GOAL
Recast every line of the items below as a JSON list of strings, one string per line. Skip blank lines and omit the pictures.

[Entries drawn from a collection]

==============================

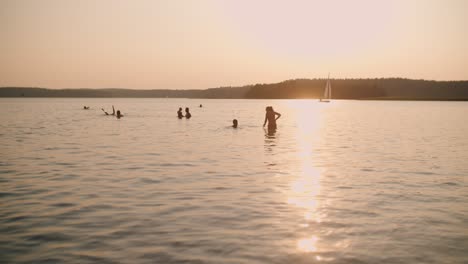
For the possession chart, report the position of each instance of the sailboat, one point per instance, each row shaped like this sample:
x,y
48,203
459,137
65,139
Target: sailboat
x,y
327,94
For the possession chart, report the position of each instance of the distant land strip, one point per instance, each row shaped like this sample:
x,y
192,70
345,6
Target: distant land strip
x,y
357,89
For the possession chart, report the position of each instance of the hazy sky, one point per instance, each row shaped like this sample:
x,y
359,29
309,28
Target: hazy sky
x,y
151,44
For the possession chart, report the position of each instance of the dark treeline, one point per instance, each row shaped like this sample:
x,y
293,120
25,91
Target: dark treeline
x,y
377,89
380,89
223,92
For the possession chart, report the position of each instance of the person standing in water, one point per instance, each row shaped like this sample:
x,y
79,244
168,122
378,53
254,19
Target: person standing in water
x,y
234,123
179,113
113,111
271,116
187,113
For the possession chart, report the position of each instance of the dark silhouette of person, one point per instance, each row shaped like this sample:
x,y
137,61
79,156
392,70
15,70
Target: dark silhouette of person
x,y
179,113
113,111
270,116
187,113
119,115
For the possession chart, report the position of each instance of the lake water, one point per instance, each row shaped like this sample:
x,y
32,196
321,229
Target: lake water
x,y
343,182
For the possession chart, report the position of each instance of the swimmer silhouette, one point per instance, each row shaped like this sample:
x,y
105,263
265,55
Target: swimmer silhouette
x,y
119,115
113,111
187,113
179,113
270,116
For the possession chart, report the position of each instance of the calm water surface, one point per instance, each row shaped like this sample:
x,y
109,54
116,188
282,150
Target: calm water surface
x,y
344,182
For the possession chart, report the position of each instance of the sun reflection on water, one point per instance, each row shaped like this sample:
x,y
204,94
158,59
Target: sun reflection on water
x,y
307,244
305,187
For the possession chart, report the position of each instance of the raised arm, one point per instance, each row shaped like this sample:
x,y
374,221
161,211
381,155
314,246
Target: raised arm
x,y
278,114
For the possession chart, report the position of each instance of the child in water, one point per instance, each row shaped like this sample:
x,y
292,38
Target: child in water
x,y
270,116
119,115
187,113
179,113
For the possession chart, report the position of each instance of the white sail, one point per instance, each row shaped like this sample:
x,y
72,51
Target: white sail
x,y
327,92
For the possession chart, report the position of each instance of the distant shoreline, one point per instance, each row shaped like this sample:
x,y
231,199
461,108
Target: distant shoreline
x,y
389,89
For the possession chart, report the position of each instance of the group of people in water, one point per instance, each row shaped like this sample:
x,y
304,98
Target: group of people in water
x,y
270,116
117,114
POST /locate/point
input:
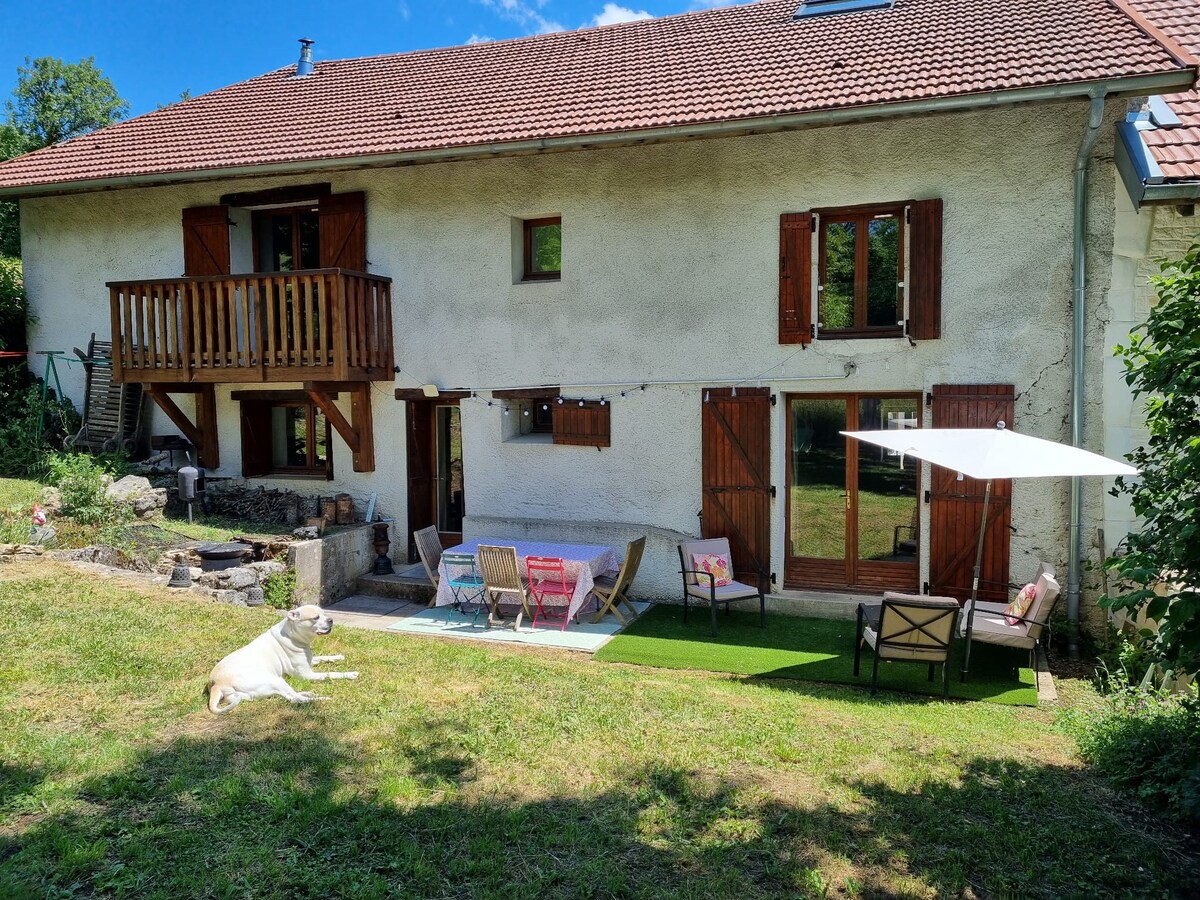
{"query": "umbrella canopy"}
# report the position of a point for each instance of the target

==============================

ANSWER TO THE EXERCISE
[
  "For the possession chart, report the position of each instance of the sailboat, one point per instance, each row shaped like this sample:",
  "x,y",
  "48,203",
  "459,137",
  "65,139",
  "Target: sailboat",
  "x,y",
  "327,94",
  "For the possession chart, report the position of each instance of the distant land strip, one point per instance, each row shaped like this sample:",
  "x,y",
  "192,70",
  "345,6",
  "Target: distant land strip",
  "x,y",
  "357,89",
  "For the possession chart, report the position of each instance of the hazy sky, one point per instance, each row shaped like this sample:",
  "x,y",
  "359,29",
  "309,28",
  "Target: hazy sky",
  "x,y",
  "151,44",
  "For the possession chart, report the position of each instance of the dark treeline, one point per instance, each row shaped like this sample:",
  "x,y",
  "293,120",
  "25,91",
  "Target: dark treeline",
  "x,y",
  "377,89",
  "380,89",
  "223,92",
  "For the possession chart, report the position of each instance of the person standing in water, one point per instance, each row shaped like this sample:",
  "x,y",
  "79,244",
  "168,122",
  "378,53",
  "254,19",
  "Target: person standing in water",
  "x,y",
  "234,123",
  "179,113",
  "113,111",
  "271,116",
  "187,113",
  "For the possession chart, report the position of each instance of the dark silhouette of person, one point per instance, each row shaped like this sample:",
  "x,y",
  "137,61",
  "79,156",
  "392,70",
  "15,70",
  "Target: dark silhouette of person",
  "x,y",
  "179,113",
  "113,111",
  "270,116",
  "187,113",
  "119,115",
  "For the possession chart, report the position of each instance of the lake water, one point per instance, each row shaped like this sample:",
  "x,y",
  "32,196",
  "321,229",
  "Target: lake water",
  "x,y",
  "343,182",
  "For the possession chart, report the position of each instance of the swimmer silhouette, one point per instance, each row shaped like this sample:",
  "x,y",
  "105,263",
  "265,55",
  "Target: swimmer silhouette",
  "x,y",
  "119,115",
  "113,111",
  "187,113",
  "179,113",
  "270,116",
  "For the possession chart, report the position of each instance of the calm water surface, one point per instance, each row shaped like this sample:",
  "x,y",
  "109,54",
  "116,188",
  "282,150",
  "Target: calm water surface",
  "x,y",
  "344,182",
  "For the possession chart, report the position of each instance of the sun reflection on water, one point per instance, each row shaped like this sample:",
  "x,y",
  "204,94",
  "158,59",
  "Target: sun reflection on water",
  "x,y",
  "307,244",
  "305,187",
  "For the possession chart, report the position of each instance of the raised arm, one point per instance, each row shaped like this sample:",
  "x,y",
  "374,221",
  "161,211",
  "381,155",
  "314,246",
  "Target: raised arm",
  "x,y",
  "278,114",
  "For the possession chart, report the position of each instance of the child in water, one point per instance, each row shaped like this sample:",
  "x,y",
  "292,38",
  "Target: child in water",
  "x,y",
  "270,116",
  "119,115",
  "187,113",
  "179,113",
  "For the possession chart, report the position of each instance of the white sail, one point per instance, each row shaped like this sample:",
  "x,y",
  "72,51",
  "Target: white sail",
  "x,y",
  "327,92",
  "For the possession chart, report the position of each instance of the distant shoreline, one point per instance, each row shaped like this sample:",
  "x,y",
  "231,199",
  "461,108",
  "Target: distant shoreline",
  "x,y",
  "389,89",
  "For the possession chart, report the position of each instance of the group of people in water, one point per instance, each row shaped like this sample:",
  "x,y",
  "304,98",
  "Target: group of people in water",
  "x,y",
  "270,116",
  "117,114",
  "POST /locate/point",
  "input:",
  "{\"query\": \"umbrella canopy\"}",
  "# report the position of a point for each instance of the target"
]